** Material shown follows **

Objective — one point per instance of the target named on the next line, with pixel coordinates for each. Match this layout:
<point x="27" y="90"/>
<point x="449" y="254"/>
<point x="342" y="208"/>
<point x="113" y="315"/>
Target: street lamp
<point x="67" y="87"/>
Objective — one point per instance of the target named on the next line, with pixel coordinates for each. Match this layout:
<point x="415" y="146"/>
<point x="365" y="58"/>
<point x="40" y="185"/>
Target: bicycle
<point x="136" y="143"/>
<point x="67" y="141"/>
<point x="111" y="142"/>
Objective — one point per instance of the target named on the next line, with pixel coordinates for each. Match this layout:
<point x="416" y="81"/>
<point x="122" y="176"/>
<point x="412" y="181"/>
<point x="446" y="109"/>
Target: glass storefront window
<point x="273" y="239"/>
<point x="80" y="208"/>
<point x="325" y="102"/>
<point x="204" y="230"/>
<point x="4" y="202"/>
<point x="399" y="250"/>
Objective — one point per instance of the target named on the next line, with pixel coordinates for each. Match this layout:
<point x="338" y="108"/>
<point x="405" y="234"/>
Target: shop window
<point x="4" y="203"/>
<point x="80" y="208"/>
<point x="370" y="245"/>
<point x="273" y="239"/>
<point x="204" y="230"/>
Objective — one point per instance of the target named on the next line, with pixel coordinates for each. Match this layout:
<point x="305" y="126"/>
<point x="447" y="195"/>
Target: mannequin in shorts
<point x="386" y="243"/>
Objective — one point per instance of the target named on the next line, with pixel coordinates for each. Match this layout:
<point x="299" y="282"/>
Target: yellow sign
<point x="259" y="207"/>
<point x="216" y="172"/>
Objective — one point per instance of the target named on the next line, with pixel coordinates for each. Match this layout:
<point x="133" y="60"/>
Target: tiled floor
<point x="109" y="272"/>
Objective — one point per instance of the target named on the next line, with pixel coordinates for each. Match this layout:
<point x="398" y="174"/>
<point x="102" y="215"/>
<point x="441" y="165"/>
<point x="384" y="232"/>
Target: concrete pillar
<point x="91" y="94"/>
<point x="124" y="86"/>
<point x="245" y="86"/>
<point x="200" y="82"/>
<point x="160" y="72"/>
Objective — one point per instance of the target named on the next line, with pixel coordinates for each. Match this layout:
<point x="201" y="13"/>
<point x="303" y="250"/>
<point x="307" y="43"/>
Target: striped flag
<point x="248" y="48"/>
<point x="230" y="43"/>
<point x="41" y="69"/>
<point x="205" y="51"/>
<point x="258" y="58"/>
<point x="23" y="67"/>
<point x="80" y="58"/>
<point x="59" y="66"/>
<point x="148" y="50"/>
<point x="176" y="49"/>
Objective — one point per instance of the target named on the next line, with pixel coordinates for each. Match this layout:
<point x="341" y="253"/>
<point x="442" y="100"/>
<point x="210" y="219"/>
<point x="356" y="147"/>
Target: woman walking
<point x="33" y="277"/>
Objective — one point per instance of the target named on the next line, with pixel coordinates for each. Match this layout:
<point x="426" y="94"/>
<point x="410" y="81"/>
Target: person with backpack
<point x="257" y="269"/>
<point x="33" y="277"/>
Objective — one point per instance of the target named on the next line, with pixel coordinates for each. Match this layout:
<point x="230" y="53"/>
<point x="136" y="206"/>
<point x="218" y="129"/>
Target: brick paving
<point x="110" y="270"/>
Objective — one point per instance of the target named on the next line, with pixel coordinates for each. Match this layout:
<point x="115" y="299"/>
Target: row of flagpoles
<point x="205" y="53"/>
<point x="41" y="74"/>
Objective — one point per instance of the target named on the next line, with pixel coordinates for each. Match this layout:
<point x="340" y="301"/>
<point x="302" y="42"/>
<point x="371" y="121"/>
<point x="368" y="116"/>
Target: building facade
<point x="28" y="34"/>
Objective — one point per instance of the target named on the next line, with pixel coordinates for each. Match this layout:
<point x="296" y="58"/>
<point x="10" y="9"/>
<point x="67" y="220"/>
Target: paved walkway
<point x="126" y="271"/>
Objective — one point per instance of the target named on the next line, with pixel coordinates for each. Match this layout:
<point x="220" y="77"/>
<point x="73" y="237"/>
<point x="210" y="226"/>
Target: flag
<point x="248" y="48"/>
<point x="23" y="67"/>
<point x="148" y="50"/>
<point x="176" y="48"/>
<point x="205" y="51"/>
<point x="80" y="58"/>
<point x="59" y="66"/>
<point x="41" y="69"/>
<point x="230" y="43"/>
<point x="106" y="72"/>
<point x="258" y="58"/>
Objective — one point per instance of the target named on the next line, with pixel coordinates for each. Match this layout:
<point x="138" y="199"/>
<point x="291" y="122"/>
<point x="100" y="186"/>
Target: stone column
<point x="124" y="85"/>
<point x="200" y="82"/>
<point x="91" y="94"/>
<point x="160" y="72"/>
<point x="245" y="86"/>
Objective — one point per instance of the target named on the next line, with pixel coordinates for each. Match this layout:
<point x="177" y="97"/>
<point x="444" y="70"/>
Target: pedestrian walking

** End of Material shown **

◆ What to do ◆
Output the data exactly, in full.

◆ Result of this exercise ◆
Objective — one point per instance of the target named on the next line, with pixel coordinates for each. Match this layout:
<point x="27" y="90"/>
<point x="449" y="254"/>
<point x="342" y="208"/>
<point x="113" y="315"/>
Target: street lamp
<point x="67" y="87"/>
Objective — one point per instance of the target named on the next line, with pixel coordinates for each. Match this layout:
<point x="415" y="146"/>
<point x="365" y="58"/>
<point x="40" y="185"/>
Target: bicycle
<point x="136" y="143"/>
<point x="67" y="141"/>
<point x="111" y="142"/>
Objective — one point per instance of the target named on the next line, with pixel coordinates for each. Match this layout:
<point x="416" y="81"/>
<point x="122" y="176"/>
<point x="412" y="181"/>
<point x="446" y="109"/>
Target: glass storefront window
<point x="273" y="239"/>
<point x="80" y="208"/>
<point x="325" y="102"/>
<point x="204" y="230"/>
<point x="4" y="202"/>
<point x="399" y="250"/>
Objective — one point per instance of the target named on the next line, with pixel coordinates for each. Match this layout:
<point x="338" y="108"/>
<point x="405" y="234"/>
Target: shop window
<point x="4" y="203"/>
<point x="80" y="208"/>
<point x="370" y="245"/>
<point x="273" y="239"/>
<point x="204" y="230"/>
Objective — one point per instance of the target named on the next line, with pixel coordinates for each. Match this layout:
<point x="305" y="126"/>
<point x="447" y="195"/>
Target: mannequin in shorts
<point x="386" y="243"/>
Objective — one point per instance of the target named on the next line, with pixel coordinates for each. Match this layout:
<point x="299" y="282"/>
Target: yellow sign
<point x="259" y="207"/>
<point x="216" y="172"/>
Objective — one point per instance of the target named on the next line, with pixel coordinates for each. Match this layout:
<point x="133" y="60"/>
Target: tiled floor
<point x="109" y="272"/>
Objective — one point per instance of the target named on the next line, with pixel coordinates for each. Match this layout:
<point x="398" y="174"/>
<point x="102" y="215"/>
<point x="441" y="165"/>
<point x="384" y="232"/>
Target: concrete pillar
<point x="91" y="94"/>
<point x="124" y="86"/>
<point x="245" y="86"/>
<point x="200" y="82"/>
<point x="160" y="72"/>
Objective — one point per instance of the target named on the next line, with pixel coordinates for each. Match this layout:
<point x="201" y="13"/>
<point x="303" y="250"/>
<point x="307" y="43"/>
Target: striped flag
<point x="248" y="48"/>
<point x="230" y="43"/>
<point x="41" y="69"/>
<point x="205" y="51"/>
<point x="258" y="58"/>
<point x="23" y="67"/>
<point x="80" y="58"/>
<point x="59" y="66"/>
<point x="148" y="50"/>
<point x="176" y="49"/>
Objective — one point per instance of the target named on the next line, with pixel coordinates for each. Match this layout:
<point x="341" y="253"/>
<point x="442" y="100"/>
<point x="210" y="219"/>
<point x="356" y="147"/>
Target: woman walking
<point x="33" y="277"/>
Objective — one point per instance of the target named on the next line, with pixel coordinates for each. Match this layout:
<point x="426" y="94"/>
<point x="410" y="81"/>
Target: person with backpack
<point x="257" y="269"/>
<point x="33" y="277"/>
Objective — one point per instance of the target named on the next line, with pixel coordinates for each. Match this layout:
<point x="230" y="53"/>
<point x="136" y="206"/>
<point x="218" y="129"/>
Target: brick paving
<point x="110" y="270"/>
Objective — one point per instance of the target named on the next line, with pixel coordinates for each. Match this layout:
<point x="115" y="299"/>
Target: row of flagpoles
<point x="205" y="53"/>
<point x="41" y="74"/>
Objective — one point per instance of the target named on the next line, with pixel coordinates for each. Match this layout:
<point x="340" y="301"/>
<point x="302" y="42"/>
<point x="371" y="121"/>
<point x="368" y="116"/>
Target: building facade
<point x="28" y="34"/>
Objective — one point per instance of the target named on the next line, with pixel coordinates for each. Match this layout:
<point x="296" y="58"/>
<point x="10" y="9"/>
<point x="67" y="220"/>
Target: paved walkway
<point x="126" y="271"/>
Objective — one point per instance of the target named on the next line, with pixel coordinates for each. Match this layout:
<point x="220" y="77"/>
<point x="73" y="237"/>
<point x="210" y="226"/>
Target: flag
<point x="248" y="48"/>
<point x="23" y="67"/>
<point x="148" y="50"/>
<point x="176" y="48"/>
<point x="205" y="51"/>
<point x="80" y="58"/>
<point x="59" y="66"/>
<point x="41" y="69"/>
<point x="230" y="43"/>
<point x="106" y="72"/>
<point x="258" y="58"/>
Objective — one point per instance of the target named on the next line, with pixel coordinates for each. Match this layout:
<point x="138" y="199"/>
<point x="291" y="122"/>
<point x="100" y="186"/>
Target: stone column
<point x="124" y="85"/>
<point x="200" y="82"/>
<point x="91" y="94"/>
<point x="160" y="72"/>
<point x="245" y="86"/>
Objective — one point per instance of the target named on the next line, with pixel coordinates for each. Match this layout:
<point x="177" y="97"/>
<point x="444" y="70"/>
Target: pedestrian walking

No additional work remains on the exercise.